**What you should do:** All lines below containing "dark" are to be listed.

(Collected data entries)
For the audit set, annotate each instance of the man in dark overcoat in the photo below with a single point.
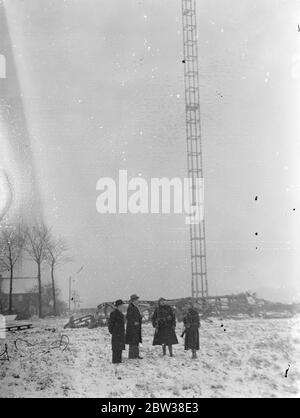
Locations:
(164, 322)
(133, 328)
(116, 326)
(191, 330)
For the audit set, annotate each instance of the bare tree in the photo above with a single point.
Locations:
(57, 255)
(11, 246)
(37, 238)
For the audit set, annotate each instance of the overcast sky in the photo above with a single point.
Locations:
(102, 86)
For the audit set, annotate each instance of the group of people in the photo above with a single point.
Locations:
(164, 323)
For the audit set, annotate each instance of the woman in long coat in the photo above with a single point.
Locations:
(191, 330)
(133, 328)
(164, 322)
(116, 326)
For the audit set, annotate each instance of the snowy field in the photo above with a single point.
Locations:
(249, 359)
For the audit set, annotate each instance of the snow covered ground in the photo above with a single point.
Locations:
(249, 359)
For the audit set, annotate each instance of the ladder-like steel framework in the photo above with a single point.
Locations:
(194, 147)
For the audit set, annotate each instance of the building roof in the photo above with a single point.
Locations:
(21, 285)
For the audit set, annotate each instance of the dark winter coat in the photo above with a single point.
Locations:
(116, 326)
(164, 322)
(192, 323)
(134, 325)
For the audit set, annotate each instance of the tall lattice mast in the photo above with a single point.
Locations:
(194, 148)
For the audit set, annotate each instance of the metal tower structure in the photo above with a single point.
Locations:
(194, 146)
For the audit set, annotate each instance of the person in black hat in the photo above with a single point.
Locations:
(133, 328)
(164, 322)
(116, 326)
(191, 329)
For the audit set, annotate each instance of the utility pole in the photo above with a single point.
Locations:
(194, 147)
(70, 292)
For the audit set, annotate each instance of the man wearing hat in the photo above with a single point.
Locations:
(133, 328)
(164, 322)
(116, 326)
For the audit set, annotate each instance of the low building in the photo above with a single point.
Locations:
(24, 296)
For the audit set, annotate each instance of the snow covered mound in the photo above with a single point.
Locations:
(242, 358)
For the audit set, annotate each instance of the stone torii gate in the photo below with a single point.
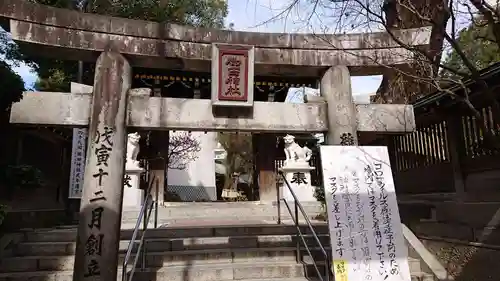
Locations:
(113, 106)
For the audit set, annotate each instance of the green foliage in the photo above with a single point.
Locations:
(22, 176)
(12, 84)
(3, 213)
(12, 87)
(478, 45)
(56, 75)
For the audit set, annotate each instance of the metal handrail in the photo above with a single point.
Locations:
(299, 233)
(144, 215)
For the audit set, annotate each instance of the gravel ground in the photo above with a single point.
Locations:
(467, 263)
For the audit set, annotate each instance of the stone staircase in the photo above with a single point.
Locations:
(255, 212)
(209, 251)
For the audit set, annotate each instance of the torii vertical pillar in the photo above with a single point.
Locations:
(342, 123)
(101, 204)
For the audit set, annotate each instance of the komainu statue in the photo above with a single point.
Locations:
(295, 154)
(133, 150)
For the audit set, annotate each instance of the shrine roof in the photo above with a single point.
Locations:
(70, 34)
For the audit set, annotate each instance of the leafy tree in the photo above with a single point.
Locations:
(12, 84)
(479, 49)
(56, 75)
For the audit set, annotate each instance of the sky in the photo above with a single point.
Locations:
(249, 15)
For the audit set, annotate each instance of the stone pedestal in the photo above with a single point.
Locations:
(133, 195)
(299, 178)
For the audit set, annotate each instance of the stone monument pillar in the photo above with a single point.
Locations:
(133, 195)
(297, 171)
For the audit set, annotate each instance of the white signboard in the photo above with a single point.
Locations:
(77, 163)
(363, 216)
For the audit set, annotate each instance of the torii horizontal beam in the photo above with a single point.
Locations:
(155, 113)
(73, 35)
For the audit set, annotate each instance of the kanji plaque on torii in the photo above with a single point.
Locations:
(232, 75)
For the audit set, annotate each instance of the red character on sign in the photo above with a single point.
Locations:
(233, 77)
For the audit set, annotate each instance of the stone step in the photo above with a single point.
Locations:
(69, 235)
(68, 276)
(422, 276)
(160, 244)
(159, 259)
(160, 274)
(220, 209)
(205, 272)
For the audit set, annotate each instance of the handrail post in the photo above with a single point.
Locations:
(278, 199)
(144, 227)
(156, 202)
(297, 233)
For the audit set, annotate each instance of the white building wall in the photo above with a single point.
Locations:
(197, 181)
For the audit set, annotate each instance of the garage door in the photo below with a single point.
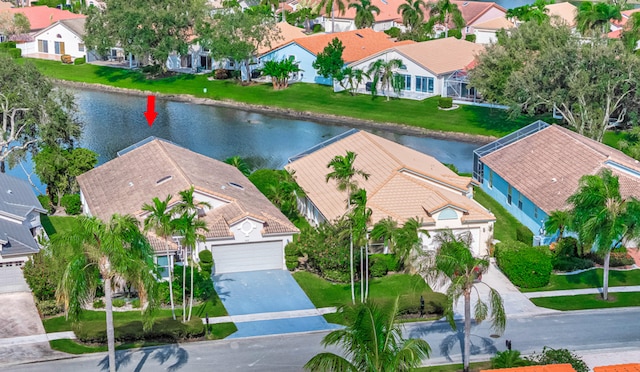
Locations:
(248, 257)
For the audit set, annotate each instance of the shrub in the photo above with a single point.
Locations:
(71, 204)
(525, 266)
(49, 308)
(445, 102)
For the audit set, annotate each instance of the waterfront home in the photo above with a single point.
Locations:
(533, 171)
(429, 68)
(357, 44)
(403, 184)
(246, 232)
(19, 221)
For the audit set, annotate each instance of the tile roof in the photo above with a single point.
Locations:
(124, 184)
(42, 16)
(358, 44)
(403, 183)
(546, 166)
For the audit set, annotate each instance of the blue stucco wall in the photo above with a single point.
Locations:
(499, 192)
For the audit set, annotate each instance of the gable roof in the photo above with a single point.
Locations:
(439, 56)
(357, 43)
(546, 166)
(159, 168)
(403, 183)
(42, 16)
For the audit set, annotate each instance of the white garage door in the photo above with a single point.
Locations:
(248, 257)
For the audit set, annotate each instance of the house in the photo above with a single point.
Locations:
(403, 184)
(533, 171)
(357, 45)
(246, 232)
(427, 66)
(19, 221)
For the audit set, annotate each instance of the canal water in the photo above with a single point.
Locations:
(114, 121)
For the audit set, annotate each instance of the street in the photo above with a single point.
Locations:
(578, 330)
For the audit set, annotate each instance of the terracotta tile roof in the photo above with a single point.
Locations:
(631, 367)
(403, 183)
(287, 33)
(566, 12)
(42, 16)
(546, 166)
(124, 184)
(357, 44)
(548, 368)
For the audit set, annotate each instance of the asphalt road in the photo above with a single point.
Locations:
(579, 330)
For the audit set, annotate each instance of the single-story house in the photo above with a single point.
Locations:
(403, 184)
(358, 44)
(246, 232)
(19, 221)
(533, 171)
(426, 66)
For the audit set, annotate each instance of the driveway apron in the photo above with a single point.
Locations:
(269, 291)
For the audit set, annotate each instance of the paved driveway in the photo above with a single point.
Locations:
(269, 291)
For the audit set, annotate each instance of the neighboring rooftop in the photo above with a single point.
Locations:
(546, 166)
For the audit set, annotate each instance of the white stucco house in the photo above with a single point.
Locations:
(403, 184)
(246, 232)
(19, 221)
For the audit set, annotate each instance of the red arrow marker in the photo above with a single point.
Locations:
(151, 113)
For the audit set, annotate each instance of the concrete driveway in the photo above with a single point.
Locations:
(269, 291)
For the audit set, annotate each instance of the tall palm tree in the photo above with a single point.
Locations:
(328, 6)
(454, 265)
(373, 342)
(444, 12)
(111, 251)
(602, 216)
(412, 13)
(344, 174)
(364, 13)
(384, 72)
(159, 220)
(190, 228)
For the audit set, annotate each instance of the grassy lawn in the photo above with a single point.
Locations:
(591, 301)
(57, 224)
(506, 225)
(589, 279)
(300, 97)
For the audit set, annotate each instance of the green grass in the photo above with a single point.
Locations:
(590, 301)
(301, 97)
(505, 227)
(58, 224)
(589, 279)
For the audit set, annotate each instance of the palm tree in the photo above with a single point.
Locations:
(384, 72)
(328, 6)
(190, 228)
(344, 173)
(159, 220)
(444, 12)
(111, 251)
(373, 342)
(364, 13)
(558, 221)
(239, 163)
(453, 264)
(602, 216)
(594, 18)
(412, 13)
(187, 207)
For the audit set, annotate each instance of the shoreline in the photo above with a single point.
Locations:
(304, 115)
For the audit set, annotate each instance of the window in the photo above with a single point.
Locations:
(43, 46)
(424, 84)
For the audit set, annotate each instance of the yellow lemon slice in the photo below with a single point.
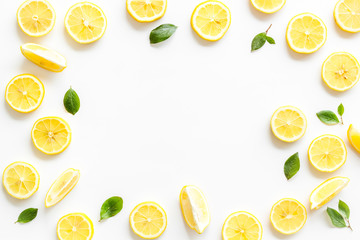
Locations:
(306, 33)
(51, 135)
(75, 226)
(148, 220)
(211, 20)
(36, 18)
(62, 187)
(21, 180)
(288, 124)
(288, 216)
(327, 153)
(241, 226)
(24, 93)
(146, 10)
(326, 191)
(85, 22)
(195, 208)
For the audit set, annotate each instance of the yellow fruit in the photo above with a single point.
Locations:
(36, 18)
(51, 135)
(306, 33)
(75, 226)
(146, 10)
(21, 180)
(211, 20)
(24, 93)
(288, 216)
(194, 208)
(326, 191)
(85, 22)
(148, 220)
(242, 226)
(288, 124)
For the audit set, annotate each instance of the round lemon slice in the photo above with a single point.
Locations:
(326, 191)
(36, 18)
(51, 135)
(85, 22)
(306, 33)
(148, 220)
(242, 225)
(195, 208)
(211, 20)
(146, 10)
(288, 216)
(21, 180)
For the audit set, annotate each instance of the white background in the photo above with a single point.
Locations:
(186, 111)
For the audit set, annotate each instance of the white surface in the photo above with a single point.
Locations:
(155, 118)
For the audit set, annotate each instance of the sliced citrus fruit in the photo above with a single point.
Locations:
(51, 135)
(148, 220)
(288, 124)
(75, 226)
(306, 33)
(85, 22)
(36, 18)
(21, 180)
(211, 20)
(288, 216)
(241, 226)
(194, 208)
(326, 191)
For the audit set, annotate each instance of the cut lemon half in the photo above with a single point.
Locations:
(36, 18)
(327, 153)
(51, 135)
(211, 20)
(62, 187)
(148, 220)
(288, 216)
(75, 226)
(341, 71)
(241, 226)
(288, 124)
(326, 191)
(146, 10)
(195, 208)
(24, 93)
(85, 22)
(21, 180)
(306, 33)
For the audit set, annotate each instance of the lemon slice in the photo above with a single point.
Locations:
(306, 33)
(326, 191)
(62, 187)
(288, 216)
(148, 220)
(24, 93)
(241, 226)
(211, 20)
(36, 18)
(85, 22)
(341, 71)
(51, 135)
(194, 208)
(146, 10)
(44, 57)
(288, 124)
(327, 153)
(75, 226)
(21, 180)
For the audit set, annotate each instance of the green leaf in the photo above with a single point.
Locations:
(111, 207)
(162, 33)
(292, 166)
(71, 101)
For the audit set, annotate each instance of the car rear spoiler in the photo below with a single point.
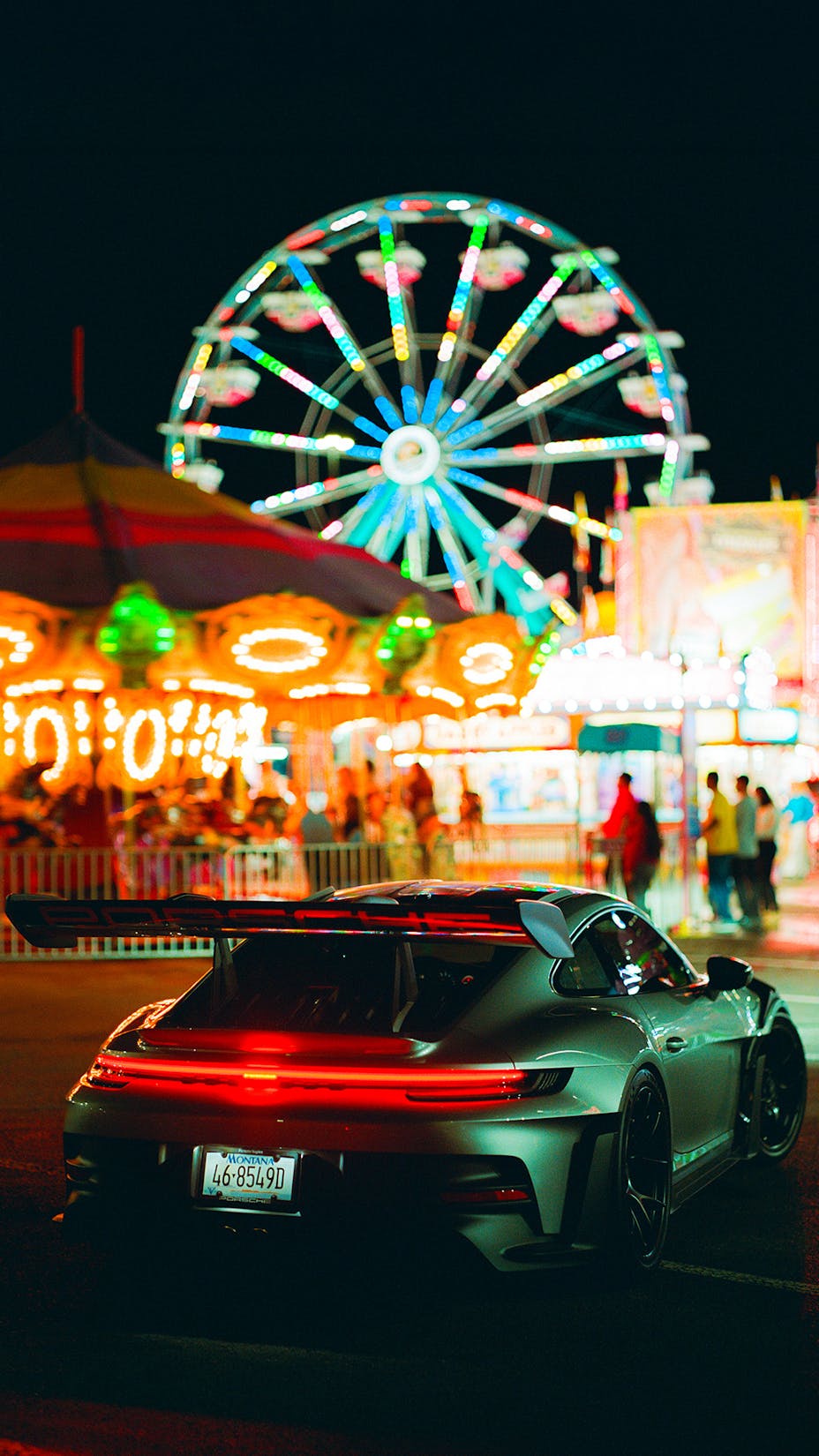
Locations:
(49, 922)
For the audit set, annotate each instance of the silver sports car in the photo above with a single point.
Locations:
(535, 1069)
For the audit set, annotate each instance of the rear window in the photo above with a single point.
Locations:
(376, 985)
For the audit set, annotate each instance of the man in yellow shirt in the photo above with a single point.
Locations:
(718, 831)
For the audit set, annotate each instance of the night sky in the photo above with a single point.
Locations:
(145, 170)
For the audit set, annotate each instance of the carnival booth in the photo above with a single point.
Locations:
(152, 634)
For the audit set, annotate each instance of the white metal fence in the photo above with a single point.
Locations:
(547, 853)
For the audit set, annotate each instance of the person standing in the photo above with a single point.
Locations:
(745, 875)
(718, 831)
(640, 852)
(624, 810)
(767, 819)
(796, 819)
(315, 833)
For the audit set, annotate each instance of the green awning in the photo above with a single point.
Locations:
(627, 739)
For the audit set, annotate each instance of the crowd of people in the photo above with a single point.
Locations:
(400, 815)
(742, 846)
(633, 826)
(742, 835)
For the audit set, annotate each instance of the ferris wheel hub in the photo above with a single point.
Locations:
(410, 454)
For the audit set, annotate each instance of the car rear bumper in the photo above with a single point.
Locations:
(519, 1193)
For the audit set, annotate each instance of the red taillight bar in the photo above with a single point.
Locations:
(414, 1081)
(485, 1196)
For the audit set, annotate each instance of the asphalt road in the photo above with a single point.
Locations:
(718, 1350)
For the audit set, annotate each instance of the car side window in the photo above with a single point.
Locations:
(588, 973)
(644, 960)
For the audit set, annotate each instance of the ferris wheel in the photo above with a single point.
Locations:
(410, 373)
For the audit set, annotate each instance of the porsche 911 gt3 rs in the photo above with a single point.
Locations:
(532, 1068)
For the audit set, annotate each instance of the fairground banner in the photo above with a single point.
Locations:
(716, 580)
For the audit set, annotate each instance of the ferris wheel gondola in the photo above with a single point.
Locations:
(429, 432)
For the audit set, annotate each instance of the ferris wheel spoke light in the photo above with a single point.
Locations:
(393, 528)
(423, 414)
(359, 522)
(328, 316)
(432, 402)
(620, 296)
(560, 387)
(454, 557)
(458, 309)
(385, 526)
(534, 506)
(417, 535)
(288, 374)
(563, 450)
(315, 492)
(522, 325)
(410, 403)
(274, 440)
(394, 295)
(660, 379)
(388, 412)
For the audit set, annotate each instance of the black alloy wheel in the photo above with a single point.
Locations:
(783, 1092)
(643, 1177)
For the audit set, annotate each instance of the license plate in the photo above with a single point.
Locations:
(237, 1175)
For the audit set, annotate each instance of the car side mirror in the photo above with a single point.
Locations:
(727, 973)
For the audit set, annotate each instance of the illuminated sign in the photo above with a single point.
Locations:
(769, 724)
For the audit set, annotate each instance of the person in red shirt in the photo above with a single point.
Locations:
(624, 808)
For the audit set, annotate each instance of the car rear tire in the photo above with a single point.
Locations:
(783, 1091)
(642, 1178)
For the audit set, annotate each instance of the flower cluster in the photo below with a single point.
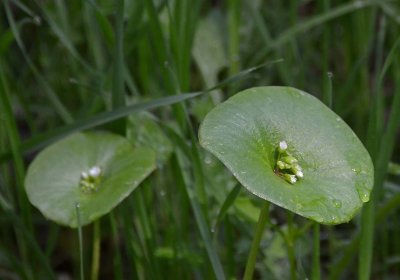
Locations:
(286, 165)
(90, 181)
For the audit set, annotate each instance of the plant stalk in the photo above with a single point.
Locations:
(316, 271)
(96, 250)
(251, 261)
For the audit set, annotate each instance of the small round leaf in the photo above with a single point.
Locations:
(244, 132)
(53, 179)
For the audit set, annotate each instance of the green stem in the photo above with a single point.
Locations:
(96, 250)
(290, 240)
(78, 217)
(251, 261)
(316, 271)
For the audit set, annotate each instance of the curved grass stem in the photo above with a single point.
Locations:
(251, 261)
(96, 250)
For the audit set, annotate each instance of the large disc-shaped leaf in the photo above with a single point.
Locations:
(53, 178)
(244, 133)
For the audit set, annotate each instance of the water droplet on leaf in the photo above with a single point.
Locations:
(337, 203)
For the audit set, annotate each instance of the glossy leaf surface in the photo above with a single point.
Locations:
(244, 133)
(53, 179)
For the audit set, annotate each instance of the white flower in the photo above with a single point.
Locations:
(84, 175)
(299, 174)
(95, 171)
(282, 146)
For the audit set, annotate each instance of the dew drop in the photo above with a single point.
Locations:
(363, 193)
(337, 203)
(317, 218)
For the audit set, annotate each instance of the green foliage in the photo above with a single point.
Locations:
(54, 180)
(150, 71)
(245, 132)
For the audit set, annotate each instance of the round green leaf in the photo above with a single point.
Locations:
(244, 133)
(53, 179)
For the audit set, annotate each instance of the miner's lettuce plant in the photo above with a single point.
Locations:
(288, 148)
(94, 171)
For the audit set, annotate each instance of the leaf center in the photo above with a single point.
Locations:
(286, 165)
(90, 180)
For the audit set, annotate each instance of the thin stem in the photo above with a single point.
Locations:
(80, 238)
(290, 240)
(96, 250)
(251, 261)
(316, 272)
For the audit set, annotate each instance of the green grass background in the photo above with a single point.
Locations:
(67, 66)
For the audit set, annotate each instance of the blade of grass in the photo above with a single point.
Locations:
(230, 199)
(381, 159)
(316, 270)
(52, 96)
(14, 140)
(288, 35)
(200, 220)
(255, 245)
(80, 241)
(40, 141)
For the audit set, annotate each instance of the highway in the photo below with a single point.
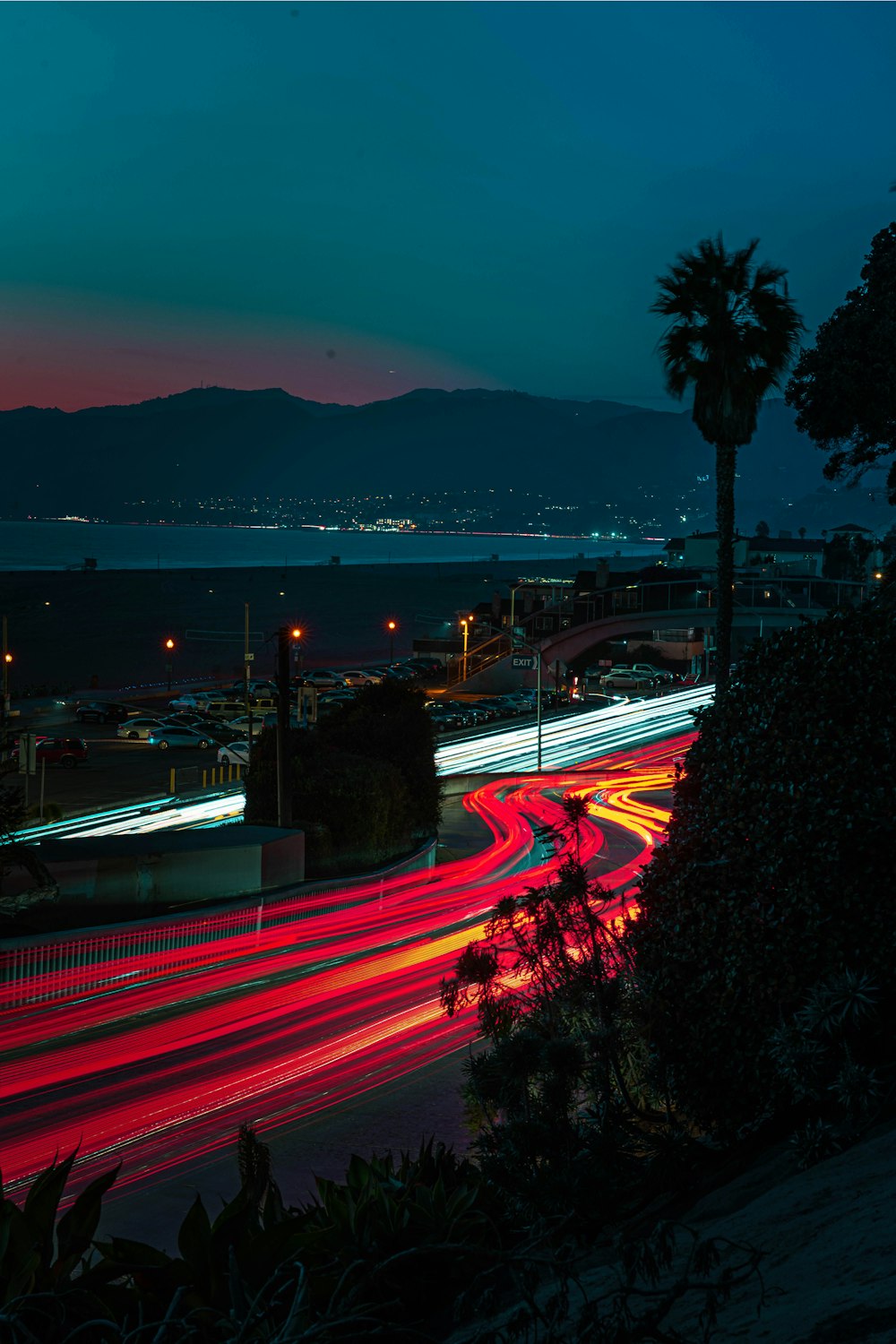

**Reply to the task:**
For the audit set, annotate each instance of the man in dark overcoat in the photo below with a single point.
For the audit set, annotate each instance of the dark winter coat in the photo above with a single point.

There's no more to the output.